* EXERCISE *
Retype the material exactly, ending with the line containing "Target: white curtain".

* DATA FOR REVIEW *
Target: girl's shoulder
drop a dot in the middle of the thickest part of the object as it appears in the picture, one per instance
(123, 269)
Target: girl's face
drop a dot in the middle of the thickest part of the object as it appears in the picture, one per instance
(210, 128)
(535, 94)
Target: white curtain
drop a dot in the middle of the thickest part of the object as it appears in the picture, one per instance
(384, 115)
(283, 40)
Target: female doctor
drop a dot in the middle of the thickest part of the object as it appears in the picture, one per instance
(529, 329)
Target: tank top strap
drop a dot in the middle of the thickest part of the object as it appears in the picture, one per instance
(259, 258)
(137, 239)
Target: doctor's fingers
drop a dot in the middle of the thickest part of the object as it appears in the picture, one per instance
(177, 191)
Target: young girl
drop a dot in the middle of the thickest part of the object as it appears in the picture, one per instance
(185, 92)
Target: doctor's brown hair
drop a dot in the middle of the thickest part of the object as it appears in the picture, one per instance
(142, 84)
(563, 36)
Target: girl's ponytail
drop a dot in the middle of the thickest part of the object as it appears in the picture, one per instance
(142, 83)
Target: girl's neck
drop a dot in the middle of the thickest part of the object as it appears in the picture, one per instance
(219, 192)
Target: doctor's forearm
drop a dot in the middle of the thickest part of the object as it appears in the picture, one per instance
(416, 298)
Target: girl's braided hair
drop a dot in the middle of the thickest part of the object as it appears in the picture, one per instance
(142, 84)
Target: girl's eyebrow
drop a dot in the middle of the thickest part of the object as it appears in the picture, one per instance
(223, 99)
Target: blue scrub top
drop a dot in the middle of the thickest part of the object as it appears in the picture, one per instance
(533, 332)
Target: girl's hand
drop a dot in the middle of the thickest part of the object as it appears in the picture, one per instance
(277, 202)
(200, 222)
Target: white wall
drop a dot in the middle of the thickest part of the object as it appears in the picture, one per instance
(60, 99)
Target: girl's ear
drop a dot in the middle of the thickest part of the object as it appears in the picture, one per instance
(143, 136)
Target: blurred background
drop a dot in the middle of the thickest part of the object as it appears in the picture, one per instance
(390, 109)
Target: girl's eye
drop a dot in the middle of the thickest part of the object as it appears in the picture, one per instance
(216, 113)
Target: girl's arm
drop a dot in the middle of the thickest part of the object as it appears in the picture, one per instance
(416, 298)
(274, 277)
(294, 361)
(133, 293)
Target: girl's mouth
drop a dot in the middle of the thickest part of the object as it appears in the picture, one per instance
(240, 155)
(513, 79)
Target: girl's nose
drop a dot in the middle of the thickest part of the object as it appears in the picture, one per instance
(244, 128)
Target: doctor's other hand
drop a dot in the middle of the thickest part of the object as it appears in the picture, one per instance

* SOLUTION FOR THIS EXERCISE *
Target: girl's shoulder
drop a dot in the middle of the thickest part of the object as it appears in the picture, one per instance
(123, 269)
Target: girl's face
drop a dot in the middle of the thickest part of the object as it appears in the picture, one per instance
(210, 128)
(535, 94)
Target: white curtain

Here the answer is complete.